[Items from a data source]
• • •

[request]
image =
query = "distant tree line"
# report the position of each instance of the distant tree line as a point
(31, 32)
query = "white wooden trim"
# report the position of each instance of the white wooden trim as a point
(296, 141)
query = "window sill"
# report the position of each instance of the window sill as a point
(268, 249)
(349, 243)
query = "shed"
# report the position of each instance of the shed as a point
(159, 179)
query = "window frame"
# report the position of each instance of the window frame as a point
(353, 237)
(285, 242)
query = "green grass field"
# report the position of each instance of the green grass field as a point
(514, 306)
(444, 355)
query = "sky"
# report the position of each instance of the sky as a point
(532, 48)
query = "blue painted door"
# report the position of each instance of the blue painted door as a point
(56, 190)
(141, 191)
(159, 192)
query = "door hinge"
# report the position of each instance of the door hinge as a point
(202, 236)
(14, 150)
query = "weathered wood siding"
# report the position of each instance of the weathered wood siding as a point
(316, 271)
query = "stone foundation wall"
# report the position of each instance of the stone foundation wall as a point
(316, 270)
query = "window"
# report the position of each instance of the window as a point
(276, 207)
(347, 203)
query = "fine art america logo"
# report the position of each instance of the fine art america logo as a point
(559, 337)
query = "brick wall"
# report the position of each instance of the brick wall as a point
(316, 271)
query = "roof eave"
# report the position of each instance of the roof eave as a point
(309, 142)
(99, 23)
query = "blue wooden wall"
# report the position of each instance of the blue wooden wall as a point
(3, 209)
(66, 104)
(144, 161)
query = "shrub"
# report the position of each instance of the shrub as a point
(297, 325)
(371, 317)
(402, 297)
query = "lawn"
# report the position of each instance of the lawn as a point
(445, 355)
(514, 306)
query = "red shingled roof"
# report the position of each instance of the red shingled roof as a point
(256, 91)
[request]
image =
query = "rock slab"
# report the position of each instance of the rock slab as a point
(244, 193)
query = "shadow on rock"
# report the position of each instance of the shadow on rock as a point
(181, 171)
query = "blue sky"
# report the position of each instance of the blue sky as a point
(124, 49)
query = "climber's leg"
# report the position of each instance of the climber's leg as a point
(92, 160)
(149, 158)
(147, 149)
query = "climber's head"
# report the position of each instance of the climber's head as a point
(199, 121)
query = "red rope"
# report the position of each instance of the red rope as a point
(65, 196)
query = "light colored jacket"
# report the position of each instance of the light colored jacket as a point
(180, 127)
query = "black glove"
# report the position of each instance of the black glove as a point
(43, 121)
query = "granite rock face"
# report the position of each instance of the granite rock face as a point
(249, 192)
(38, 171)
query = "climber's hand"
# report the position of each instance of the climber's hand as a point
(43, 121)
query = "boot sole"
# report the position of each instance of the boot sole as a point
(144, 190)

• • •

▸ **Exercise requirements**:
Give the material above again, word for word.

▸ **Task answer**:
[request]
image =
query = "distant tree line"
# report the position of each instance of the distant tree line as a point
(31, 32)
query = "white wooden trim"
# report the position of each instance of the white wooden trim as a point
(296, 141)
query = "window sill"
# report the position of each instance of the window sill as a point
(268, 249)
(349, 243)
query = "shed"
# report the position of each instance of the shed as a point
(159, 179)
query = "window frame"
# report the position of each instance of the window frame as a point
(353, 237)
(285, 242)
query = "green grass field"
# report the position of each instance of the green grass field as a point
(514, 306)
(444, 355)
query = "sky"
# report the position of each instance of the sky as a point
(532, 48)
query = "blue painted door"
# report the position of each instance of the blue painted door as a point
(56, 190)
(141, 191)
(159, 192)
query = "door hinge"
# report the position of each instance of the door hinge as a point
(202, 236)
(14, 150)
query = "weathered wood siding"
# report the position of each instance of the weathered wood siding as a point
(316, 271)
query = "stone foundation wall"
# report the position of each instance of the stone foundation wall as a point
(316, 270)
query = "window"
# report the position of each instance of the window as a point
(276, 207)
(347, 203)
query = "fine art america logo"
# report the position of each instance of the fine art america logo as a point
(559, 337)
query = "brick wall"
# report the position of each instance of the brick wall as a point
(316, 271)
query = "roof eave"
# report the position of each instance of the roof eave as a point
(309, 142)
(99, 23)
query = "blue wooden wall"
# report the position of each instance of the blue wooden wall as a point
(3, 209)
(66, 104)
(144, 161)
query = "shrub"
# report the position of each instance of the shrub as a point
(297, 325)
(371, 317)
(402, 297)
query = "lawn"
# report the position of each instance of the lawn as a point
(445, 355)
(514, 306)
query = "red shingled roof"
# report the position of each instance of the red shingled roof as a point
(256, 91)
[request]
image =
query = "rock slab"
# report the position of each instance of the rock slab as a point
(244, 193)
query = "shadow on rock"
# report the position of each instance of the shadow on rock as a point
(181, 171)
query = "blue sky"
# report the position of each instance of the blue sky as a point
(124, 49)
query = "climber's leg"
# report the position of each instance of the climber's leg as a point
(92, 160)
(149, 158)
(147, 149)
query = "climber's head"
# report the position of each instance of the climber's head as a point
(199, 121)
query = "red rope"
# report the position of each instance of the red rope as a point
(65, 196)
query = "light colored jacket"
# report the position of each instance of the light colored jacket as a point
(180, 127)
query = "black glove"
# report the position of each instance of the black glove as a point
(43, 121)
query = "granite rock face"
# report the position of each instance of the granite rock face as a point
(249, 192)
(38, 171)
query = "climber's hand"
# report the position of each instance of the climber's hand as a point
(43, 121)
query = "boot sole"
# report the position of each instance of the boot sole as a point
(144, 190)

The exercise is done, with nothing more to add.